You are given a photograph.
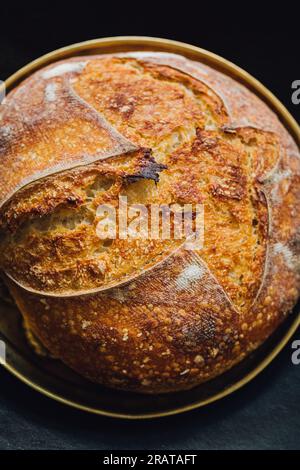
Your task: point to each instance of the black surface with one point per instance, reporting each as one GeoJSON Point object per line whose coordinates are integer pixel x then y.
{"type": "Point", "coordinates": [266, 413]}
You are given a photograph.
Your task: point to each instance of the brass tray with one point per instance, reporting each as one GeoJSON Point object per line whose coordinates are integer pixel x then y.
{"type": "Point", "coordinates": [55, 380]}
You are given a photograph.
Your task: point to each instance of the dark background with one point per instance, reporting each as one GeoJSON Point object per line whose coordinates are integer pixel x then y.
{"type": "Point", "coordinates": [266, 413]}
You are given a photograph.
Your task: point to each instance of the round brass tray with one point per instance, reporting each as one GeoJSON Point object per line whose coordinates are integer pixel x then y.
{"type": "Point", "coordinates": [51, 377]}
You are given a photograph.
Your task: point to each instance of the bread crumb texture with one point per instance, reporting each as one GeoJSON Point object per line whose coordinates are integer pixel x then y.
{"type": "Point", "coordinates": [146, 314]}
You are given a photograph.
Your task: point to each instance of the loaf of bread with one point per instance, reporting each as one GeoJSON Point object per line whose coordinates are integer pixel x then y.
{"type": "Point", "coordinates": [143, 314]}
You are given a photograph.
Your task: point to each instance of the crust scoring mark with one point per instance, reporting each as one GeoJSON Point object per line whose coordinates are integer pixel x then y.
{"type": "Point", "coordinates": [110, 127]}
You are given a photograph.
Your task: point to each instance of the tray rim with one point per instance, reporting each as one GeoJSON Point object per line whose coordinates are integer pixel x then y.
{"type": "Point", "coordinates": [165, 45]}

--- Problem requirements ---
Restate the whole listing exactly as written, minus the pictures.

--- Completed exercise ---
You are given a photograph.
Your task: point to each instance of the black surface with one point per instance, reporting each as one GeoJSON Point object per line whose coordinates are integer pixel x then y.
{"type": "Point", "coordinates": [266, 413]}
You are given a photograph.
Your task: point to each instance of the brass tray with one point per instance, reporting each as one GeoJSON Point object per line whose coordinates are integer pixel x then y.
{"type": "Point", "coordinates": [55, 380]}
You are given a photograph.
Your task: point to each instance of the dark background with one point per instance, reporting each as one GeoJSON Point object per line whose coordinates are integer pixel x then y.
{"type": "Point", "coordinates": [266, 413]}
You are given a photograph.
Your task: point to each instance of the round brass tray with one point per instance, reporting each as one GeoJSON Point object per line whose coordinates are integer pixel x then y.
{"type": "Point", "coordinates": [51, 377]}
You are given a photograph.
Your task: point to each instance of the bread crumb texture with one point per instance, reporting each as one GeoJSON Point object per line whose coordinates are integer pixel x then y.
{"type": "Point", "coordinates": [146, 314]}
You are given a photograph.
Your task: point to each instance of the loaf of bread with one point per instance, reporting each as one GeoJSON Point object per line whose coordinates are integer pixel x then y.
{"type": "Point", "coordinates": [143, 314]}
You are given a photograph.
Your task: point to each instance of the crust scoring mark with one point per instance, reporting each as one GeoJSON Point object per line whose coordinates are integer pixel x then y.
{"type": "Point", "coordinates": [110, 127]}
You are given a photograph.
Your task: point to each instance of the tray rim with one point per instance, reporting each as one GeoJSON Point object per line whose coordinates are integer pixel x then y.
{"type": "Point", "coordinates": [165, 45]}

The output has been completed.